═════ Document segment
# Question:



## Bubbagon (Mar 8, 2010)

Do you guys want to do another Bubbagon Campout/Shootout deal again this year?
Last year we did a whole lot more fun fishing than we did actual competition fishing...so....maybe just get together, paddle, fish, camp, drink, and make fun of Stucky. Simply use it as an opportunity to meet everyone on the forum, and hang out and fish together.
I was thinking maybe the last weekend in June, the 28th and 29th.
I liked the campground we were at last year. We kind of had the place to ourselves and they were cool with whatever we had going on.
I'm certain I could arrange to have a rack of Jackson and Native boats for demo, or to take on a float.

So what do you think? Yes/No/Maybe?


----------



## shwookie (Jun 15, 2007)

Any day that gives me the chance to make fun of Stucky is a good day.

Where was it last year?


----------



## crittergitter (Jun 9, 2005)

I would certainly be interested in the fishing part. That's getting close to d-day for us so I probably wouldn't be camping out. Oh, and if you can whip up a Kilroy for the day, that would seal the deal for sure!


----------



## StuckAtHome (Apr 29, 2004)

Wtf? No competition? Why, because I'll win again , lol.

I'm in, like making fun of myself

posted using Outdoor Hub Campfire


----------



## Bubbagon (Mar 8, 2010)

shwookie said:


> Any day that gives me the chance to make fun of Stucky is a good day.
> 
> Where was it last year?


Scioto Canoe Livery. That's a good ole boy that runs that place. Camped right n the river. Fished for catfish and what not...
Good time.


----------



## ajarvi (Jul 22, 2007)

Well, after a while of being non-existent, I'm back and Bubbagon, that weekend sounds great. I could use the time on the water. Getting my boat back this Saturday evening so I might even be game for a fishing trip this Sunday.


----------



## streamstalker (Jul 8, 2005)

Pretty sure it works for me.


----------



## lotaluck (Dec 17, 2009)

Im in, sure would be nice if there was a coosa to test out!!


----------



## DC9781 (Apr 3, 2009)

I'm a maybe that is aspiring to be a yes! Will have to see what my sons baseball schedule is that weekend ( yr end tournament). I'll check back in on this when the event draws closer. last year was a great time/turnout so I'm looking forward to it.
══════════
Work to complete -
• A. List every line of the records below that contains the string "wheel". Case counts.
• B. Continue the campout forum thread above, starting right after its last post.
═════ Provided records
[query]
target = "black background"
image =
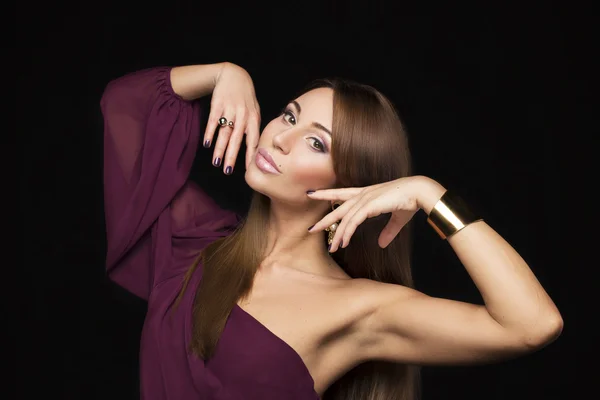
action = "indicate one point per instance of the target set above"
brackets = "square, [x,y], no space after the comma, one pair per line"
[491,100]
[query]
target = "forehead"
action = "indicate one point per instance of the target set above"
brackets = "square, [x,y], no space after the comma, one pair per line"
[317,105]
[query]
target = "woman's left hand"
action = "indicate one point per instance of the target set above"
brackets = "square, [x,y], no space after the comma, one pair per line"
[397,197]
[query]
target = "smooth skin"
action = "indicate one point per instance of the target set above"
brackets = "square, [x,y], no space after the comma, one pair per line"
[305,299]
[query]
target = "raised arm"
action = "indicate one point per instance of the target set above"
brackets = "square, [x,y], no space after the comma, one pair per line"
[151,133]
[518,316]
[400,324]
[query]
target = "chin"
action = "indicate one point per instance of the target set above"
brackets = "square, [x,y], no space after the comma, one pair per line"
[259,181]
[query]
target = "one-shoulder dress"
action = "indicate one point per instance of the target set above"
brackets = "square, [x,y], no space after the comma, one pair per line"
[157,221]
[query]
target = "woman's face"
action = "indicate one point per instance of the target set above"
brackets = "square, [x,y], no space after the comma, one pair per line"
[299,143]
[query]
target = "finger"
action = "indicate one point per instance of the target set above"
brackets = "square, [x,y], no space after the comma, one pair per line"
[252,136]
[222,140]
[339,232]
[333,216]
[235,141]
[354,217]
[335,194]
[392,228]
[368,210]
[216,112]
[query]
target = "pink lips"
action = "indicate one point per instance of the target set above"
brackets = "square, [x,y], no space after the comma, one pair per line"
[265,162]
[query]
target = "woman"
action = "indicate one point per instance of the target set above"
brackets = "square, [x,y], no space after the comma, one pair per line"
[270,307]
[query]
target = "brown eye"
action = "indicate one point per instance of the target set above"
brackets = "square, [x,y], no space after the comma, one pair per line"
[289,117]
[317,144]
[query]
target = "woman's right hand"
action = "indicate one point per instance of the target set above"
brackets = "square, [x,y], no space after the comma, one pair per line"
[233,98]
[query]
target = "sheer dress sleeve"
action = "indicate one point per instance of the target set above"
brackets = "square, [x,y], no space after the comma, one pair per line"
[150,140]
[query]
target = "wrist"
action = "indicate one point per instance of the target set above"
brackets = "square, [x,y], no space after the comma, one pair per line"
[427,192]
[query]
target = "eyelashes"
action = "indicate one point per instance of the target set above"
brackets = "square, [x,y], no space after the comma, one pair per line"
[288,117]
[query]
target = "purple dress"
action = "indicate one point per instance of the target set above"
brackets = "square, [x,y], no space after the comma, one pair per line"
[157,221]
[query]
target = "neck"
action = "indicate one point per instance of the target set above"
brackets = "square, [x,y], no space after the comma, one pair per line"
[290,243]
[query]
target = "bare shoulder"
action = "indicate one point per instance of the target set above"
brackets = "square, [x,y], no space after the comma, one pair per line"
[368,295]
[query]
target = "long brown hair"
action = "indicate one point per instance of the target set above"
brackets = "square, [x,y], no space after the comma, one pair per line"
[369,146]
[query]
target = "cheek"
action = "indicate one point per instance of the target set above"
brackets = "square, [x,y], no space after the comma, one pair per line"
[312,172]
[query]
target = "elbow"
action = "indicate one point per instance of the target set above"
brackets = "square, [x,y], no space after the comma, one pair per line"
[545,333]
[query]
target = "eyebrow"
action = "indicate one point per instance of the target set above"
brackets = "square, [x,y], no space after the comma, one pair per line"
[314,124]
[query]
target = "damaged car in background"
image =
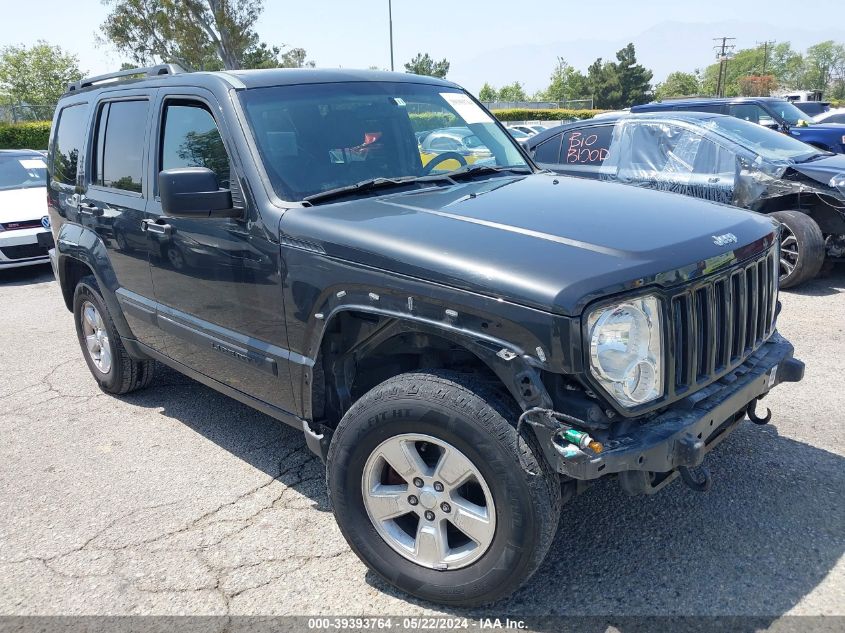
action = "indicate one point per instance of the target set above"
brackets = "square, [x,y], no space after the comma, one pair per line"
[722,159]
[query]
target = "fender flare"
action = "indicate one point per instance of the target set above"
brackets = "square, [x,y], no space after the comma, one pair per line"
[518,371]
[79,243]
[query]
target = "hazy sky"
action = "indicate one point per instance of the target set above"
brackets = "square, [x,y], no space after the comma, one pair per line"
[494,39]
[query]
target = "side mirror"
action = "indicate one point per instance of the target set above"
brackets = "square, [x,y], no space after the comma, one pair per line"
[193,192]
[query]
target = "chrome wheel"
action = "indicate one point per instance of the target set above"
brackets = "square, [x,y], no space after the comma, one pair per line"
[788,251]
[428,501]
[96,337]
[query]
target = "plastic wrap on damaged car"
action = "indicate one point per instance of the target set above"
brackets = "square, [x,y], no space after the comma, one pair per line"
[676,157]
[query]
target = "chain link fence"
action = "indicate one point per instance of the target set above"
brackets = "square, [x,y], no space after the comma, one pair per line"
[570,104]
[20,113]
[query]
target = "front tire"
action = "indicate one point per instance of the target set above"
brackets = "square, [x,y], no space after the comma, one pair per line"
[802,248]
[114,370]
[433,492]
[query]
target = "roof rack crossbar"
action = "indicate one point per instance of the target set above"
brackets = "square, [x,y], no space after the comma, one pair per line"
[149,71]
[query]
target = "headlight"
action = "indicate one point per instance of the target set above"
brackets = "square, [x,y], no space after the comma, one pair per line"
[838,181]
[625,350]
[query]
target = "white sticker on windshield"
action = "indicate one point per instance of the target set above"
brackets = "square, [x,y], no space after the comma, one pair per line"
[466,108]
[33,163]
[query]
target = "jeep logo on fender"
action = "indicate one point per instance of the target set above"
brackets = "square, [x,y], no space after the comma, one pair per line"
[724,239]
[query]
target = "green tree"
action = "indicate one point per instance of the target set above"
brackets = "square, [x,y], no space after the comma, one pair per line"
[603,83]
[566,83]
[196,34]
[621,83]
[634,78]
[822,63]
[36,75]
[423,64]
[512,92]
[488,93]
[787,66]
[678,84]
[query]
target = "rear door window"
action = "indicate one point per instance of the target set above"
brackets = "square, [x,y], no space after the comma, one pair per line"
[548,151]
[750,112]
[67,144]
[587,146]
[712,108]
[119,146]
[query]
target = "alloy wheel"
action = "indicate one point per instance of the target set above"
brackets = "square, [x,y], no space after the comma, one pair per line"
[428,501]
[96,337]
[788,251]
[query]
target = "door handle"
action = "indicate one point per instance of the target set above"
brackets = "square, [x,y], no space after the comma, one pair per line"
[151,226]
[86,208]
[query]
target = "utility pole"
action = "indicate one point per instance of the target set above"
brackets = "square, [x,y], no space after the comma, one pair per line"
[723,53]
[766,45]
[390,17]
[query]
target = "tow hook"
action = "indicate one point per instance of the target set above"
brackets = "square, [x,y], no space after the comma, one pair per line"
[752,414]
[697,478]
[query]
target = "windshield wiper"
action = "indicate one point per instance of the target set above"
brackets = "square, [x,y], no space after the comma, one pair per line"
[816,156]
[373,183]
[475,170]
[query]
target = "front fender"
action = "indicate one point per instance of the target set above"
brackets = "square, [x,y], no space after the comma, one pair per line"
[75,245]
[514,342]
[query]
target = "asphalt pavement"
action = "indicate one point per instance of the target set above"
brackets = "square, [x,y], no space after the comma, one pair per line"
[178,500]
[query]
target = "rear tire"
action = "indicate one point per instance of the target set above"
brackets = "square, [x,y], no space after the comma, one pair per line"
[114,370]
[802,248]
[467,422]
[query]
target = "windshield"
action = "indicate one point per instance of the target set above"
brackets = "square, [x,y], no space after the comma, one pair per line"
[771,145]
[22,171]
[320,137]
[789,113]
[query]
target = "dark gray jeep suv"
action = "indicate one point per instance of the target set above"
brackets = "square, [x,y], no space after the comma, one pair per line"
[465,341]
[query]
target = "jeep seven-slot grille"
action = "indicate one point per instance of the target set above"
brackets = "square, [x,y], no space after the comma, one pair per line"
[718,323]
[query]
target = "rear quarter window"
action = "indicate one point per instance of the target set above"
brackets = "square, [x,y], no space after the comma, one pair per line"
[119,146]
[67,144]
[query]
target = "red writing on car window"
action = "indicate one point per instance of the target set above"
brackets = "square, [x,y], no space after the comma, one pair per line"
[581,149]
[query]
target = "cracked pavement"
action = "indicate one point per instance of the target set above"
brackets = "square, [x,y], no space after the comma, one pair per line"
[178,500]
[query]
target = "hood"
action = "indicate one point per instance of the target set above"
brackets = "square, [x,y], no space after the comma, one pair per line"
[551,242]
[17,205]
[822,169]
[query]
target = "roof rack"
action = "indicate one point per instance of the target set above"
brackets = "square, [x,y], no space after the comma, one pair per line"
[149,71]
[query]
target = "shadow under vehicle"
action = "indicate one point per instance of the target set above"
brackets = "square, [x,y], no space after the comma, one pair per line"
[717,158]
[466,346]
══════════
Task-by-task outputs -
• A.
target = "chrome wheel"
target = "alloy wheel"

• B.
----------



## backlashed (Mar 19, 2011)

I'm in, but June is tight right now. I have a week of training starting June 9 and have to do hard time in my 'Cuda on Pamlico Sound the last half of June.

Last half of July I have more training and sometime in the first three weeks I'll be on the Jersey Shore.


----------



## Jmsteele187 (Dec 22, 2011)

If my wife is back to work by then, I might try to make it down that way with the family for a camping/ kayaking trip.


Posted using Outdoor Hub Campfire


----------



## SeanStone (Sep 8, 2010)

It's a maybe for me and my girlfriend. Sounds like a good time for sure

posted using Outdoor Hub Campfire


----------



## landarcjedi (Mar 20, 2011)

My mom and dad's 50th wedding anniversary is on Sunday. But I could float Saturday and not stay over. That was a blast last year for sure. 
What is the outlook for the rodeo next weekend?


----------



## fishwendel2 (Nov 19, 2007)

I'm in  So far no conflicts


----------



## Rybo (Jul 23, 2009)

For sure interested. Might be able to scare up a few more dudes from northeast.
I believe we'll be back in town by that point. If so I'll be out there.


----------



## landarcjedi (Mar 20, 2011)

I am on lock down from the wife until I move into my new house. So no rodeo or Bubbagon Shootout for me. I will have to make it up later in the year. Ouch, thought I could go out Sunday and got the evil eye.  

Thank god she's good looking and we are married or I wouldn't put up with this.


----------



## lotaluck (Dec 17, 2009)

Thought I would bring this one back to life and see where it stands. It was a great time last year.


----------



## streamstalker (Jul 8, 2005)

Well, are we doing this or not? I hope so as I have a score to settle with Darren.


----------



## TimTaylor75 (Apr 7, 2009)

I'd be available to float pretty much all day Saturday. Sounds like a good time.


----------



## lotaluck (Dec 17, 2009)

Okay so shootout or not im headed down. Hopefully some of you Columbus boys can help out (heres your chance stalker lol). My buddy who is really green got hooked a few weeks ago at the rodeo and went and bought himself a Coosa, he will also be there.


----------



## DC9781 (Apr 3, 2009)

I'm still hoping to make it but need to see how my son's baseball tourney schedule shapes up.


----------



## DC9781 (Apr 3, 2009)

Bubbagon. What's the status on this? I know the weather is iffy. I'm good to go Saturday. Let me know please. Thank you.


----------



## Bubbagon (Mar 8, 2010)

You guys please proceed without me. I started a new job June 3, and I have to spend 12 weeks in Chicago. Home some on weekends, but I'm all kinds of covered up. This Saturday I'm in Chicago again.
Great job. But it sure is f'in up my fishing this summer.


----------



## lotaluck (Dec 17, 2009)

Bubbagon said:


> You guys please proceed without me. I started a new job June 3, and I have to spend 12 weeks in Chicago. Home some on weekends, but I'm all kinds of covered up. This Saturday I'm in Chicago again.
> Great job. But it sure is f'in up my fishing this summer.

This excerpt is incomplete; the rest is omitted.